Information shown below:

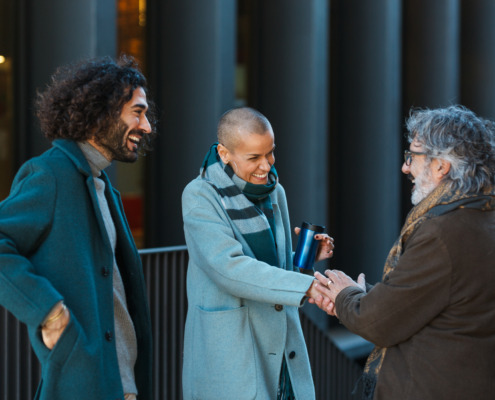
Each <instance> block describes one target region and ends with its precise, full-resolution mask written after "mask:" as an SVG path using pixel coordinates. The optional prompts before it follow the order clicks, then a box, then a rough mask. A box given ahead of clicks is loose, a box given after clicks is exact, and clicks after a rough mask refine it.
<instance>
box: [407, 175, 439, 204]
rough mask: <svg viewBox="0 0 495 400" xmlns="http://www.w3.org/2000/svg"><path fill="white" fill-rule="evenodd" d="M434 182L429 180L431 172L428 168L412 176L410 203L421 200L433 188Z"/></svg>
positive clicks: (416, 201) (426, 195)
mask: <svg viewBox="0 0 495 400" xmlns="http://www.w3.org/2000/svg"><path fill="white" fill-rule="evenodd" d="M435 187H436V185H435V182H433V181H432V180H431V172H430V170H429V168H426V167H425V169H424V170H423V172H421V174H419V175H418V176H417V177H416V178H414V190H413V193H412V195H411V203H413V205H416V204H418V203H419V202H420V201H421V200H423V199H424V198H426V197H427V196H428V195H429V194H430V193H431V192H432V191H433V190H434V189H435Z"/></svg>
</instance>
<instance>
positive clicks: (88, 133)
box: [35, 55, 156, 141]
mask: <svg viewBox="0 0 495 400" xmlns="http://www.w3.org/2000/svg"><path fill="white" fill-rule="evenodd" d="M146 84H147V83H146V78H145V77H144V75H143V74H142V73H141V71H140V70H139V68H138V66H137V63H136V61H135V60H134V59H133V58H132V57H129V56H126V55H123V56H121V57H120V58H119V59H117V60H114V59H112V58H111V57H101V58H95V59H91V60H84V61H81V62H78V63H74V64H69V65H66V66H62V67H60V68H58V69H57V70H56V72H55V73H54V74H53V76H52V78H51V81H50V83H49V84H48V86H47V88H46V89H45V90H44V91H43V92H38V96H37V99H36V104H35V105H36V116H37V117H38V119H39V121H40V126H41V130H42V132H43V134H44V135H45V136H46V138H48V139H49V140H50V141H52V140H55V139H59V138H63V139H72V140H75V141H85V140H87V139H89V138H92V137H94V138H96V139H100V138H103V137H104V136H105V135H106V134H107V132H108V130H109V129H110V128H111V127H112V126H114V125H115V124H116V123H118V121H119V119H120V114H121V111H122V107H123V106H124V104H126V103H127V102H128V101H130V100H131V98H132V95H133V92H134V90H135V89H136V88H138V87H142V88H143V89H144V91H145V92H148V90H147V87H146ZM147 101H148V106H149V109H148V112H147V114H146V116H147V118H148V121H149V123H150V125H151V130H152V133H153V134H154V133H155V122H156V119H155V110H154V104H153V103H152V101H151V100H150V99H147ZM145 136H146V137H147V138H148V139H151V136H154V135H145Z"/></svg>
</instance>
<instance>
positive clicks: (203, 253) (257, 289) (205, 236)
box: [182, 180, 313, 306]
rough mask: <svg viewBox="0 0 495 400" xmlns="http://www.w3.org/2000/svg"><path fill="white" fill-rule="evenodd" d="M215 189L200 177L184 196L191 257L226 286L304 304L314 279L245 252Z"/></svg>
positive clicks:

End of Information shown.
Information shown below:

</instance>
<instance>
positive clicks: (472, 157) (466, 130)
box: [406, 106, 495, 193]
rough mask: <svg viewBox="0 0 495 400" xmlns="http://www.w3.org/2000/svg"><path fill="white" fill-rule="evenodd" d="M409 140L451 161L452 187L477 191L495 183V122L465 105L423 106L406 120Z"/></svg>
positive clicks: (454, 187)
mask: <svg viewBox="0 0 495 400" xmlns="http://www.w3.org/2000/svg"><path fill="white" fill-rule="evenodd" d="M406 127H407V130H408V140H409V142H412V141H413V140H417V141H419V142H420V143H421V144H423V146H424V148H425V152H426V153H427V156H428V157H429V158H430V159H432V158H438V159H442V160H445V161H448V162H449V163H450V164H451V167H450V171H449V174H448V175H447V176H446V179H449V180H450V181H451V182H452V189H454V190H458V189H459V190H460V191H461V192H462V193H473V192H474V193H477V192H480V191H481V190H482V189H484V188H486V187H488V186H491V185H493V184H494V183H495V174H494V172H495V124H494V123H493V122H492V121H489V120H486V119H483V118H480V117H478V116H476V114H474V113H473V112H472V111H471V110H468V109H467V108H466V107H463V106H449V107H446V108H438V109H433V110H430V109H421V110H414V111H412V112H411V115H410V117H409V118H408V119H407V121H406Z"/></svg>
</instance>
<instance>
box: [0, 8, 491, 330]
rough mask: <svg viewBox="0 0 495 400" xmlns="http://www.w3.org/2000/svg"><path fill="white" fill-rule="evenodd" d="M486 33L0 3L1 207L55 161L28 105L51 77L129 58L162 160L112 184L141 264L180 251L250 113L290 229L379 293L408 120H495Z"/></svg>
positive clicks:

End of Information shown.
Information shown below:

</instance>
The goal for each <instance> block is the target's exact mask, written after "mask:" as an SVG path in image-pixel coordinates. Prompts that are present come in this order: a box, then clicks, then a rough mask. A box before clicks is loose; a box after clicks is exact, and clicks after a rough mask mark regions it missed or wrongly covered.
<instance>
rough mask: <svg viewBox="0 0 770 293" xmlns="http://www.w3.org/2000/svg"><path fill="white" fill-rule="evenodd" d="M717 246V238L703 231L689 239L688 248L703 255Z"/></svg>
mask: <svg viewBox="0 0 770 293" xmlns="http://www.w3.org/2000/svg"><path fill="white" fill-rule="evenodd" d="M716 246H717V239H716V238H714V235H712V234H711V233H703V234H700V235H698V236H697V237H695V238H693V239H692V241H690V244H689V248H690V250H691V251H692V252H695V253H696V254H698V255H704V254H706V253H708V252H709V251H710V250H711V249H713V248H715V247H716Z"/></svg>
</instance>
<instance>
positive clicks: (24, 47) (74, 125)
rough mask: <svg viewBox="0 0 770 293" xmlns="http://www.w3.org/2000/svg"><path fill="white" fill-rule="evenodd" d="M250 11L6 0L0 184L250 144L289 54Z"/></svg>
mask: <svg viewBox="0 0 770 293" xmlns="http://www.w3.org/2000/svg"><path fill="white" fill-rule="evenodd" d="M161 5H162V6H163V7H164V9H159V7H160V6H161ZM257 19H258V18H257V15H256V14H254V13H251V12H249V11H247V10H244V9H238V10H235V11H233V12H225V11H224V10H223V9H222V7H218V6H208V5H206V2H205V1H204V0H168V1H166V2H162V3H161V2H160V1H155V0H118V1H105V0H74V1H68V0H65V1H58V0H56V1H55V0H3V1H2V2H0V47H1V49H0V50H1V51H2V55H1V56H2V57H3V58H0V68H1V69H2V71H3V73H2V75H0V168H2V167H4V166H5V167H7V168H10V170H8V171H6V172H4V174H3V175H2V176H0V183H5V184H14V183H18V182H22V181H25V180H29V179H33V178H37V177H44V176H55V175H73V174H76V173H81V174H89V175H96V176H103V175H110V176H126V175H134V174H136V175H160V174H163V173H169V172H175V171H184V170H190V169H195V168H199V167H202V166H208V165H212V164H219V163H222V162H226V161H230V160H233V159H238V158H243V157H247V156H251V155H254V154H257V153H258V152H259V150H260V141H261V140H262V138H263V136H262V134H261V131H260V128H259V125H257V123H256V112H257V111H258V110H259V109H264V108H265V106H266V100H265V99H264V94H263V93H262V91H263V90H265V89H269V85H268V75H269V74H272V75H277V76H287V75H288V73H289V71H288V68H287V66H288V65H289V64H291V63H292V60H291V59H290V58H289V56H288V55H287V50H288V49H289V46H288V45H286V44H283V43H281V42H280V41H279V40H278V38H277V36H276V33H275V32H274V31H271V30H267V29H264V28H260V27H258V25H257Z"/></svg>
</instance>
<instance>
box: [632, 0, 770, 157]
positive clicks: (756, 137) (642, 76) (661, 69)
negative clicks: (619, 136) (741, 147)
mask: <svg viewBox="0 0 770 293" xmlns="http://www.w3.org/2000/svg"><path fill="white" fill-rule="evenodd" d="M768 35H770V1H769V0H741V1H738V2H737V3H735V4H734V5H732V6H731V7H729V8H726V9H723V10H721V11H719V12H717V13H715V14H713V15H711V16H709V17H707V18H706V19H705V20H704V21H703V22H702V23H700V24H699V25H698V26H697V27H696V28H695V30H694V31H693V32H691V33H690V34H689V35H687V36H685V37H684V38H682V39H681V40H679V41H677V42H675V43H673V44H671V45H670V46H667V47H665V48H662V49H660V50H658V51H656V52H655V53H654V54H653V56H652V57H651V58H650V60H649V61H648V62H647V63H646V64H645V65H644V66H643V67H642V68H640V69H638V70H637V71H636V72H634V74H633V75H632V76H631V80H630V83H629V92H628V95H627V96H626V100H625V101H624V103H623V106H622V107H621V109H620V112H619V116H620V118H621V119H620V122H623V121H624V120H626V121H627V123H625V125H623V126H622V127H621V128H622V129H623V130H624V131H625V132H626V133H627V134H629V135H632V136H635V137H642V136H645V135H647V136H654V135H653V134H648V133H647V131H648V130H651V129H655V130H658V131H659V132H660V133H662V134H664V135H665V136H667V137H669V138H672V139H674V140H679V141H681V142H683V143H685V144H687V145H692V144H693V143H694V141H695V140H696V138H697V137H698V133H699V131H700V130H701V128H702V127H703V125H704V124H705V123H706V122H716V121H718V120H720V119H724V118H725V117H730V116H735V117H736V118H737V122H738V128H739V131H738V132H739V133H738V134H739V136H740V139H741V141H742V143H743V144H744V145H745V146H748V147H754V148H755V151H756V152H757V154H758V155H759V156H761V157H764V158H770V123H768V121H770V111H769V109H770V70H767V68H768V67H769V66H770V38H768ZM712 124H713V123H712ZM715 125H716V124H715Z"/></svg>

End of Information shown.

* _Goal of the exercise_: In the data above, which lines lie between the line with "box: [632, 0, 770, 157]" and the line with "positive clicks: (756, 137)", inclusive? Print those lines exactly and nothing else.

* _Reply_:
box: [632, 0, 770, 157]
positive clicks: (756, 137) (642, 76) (661, 69)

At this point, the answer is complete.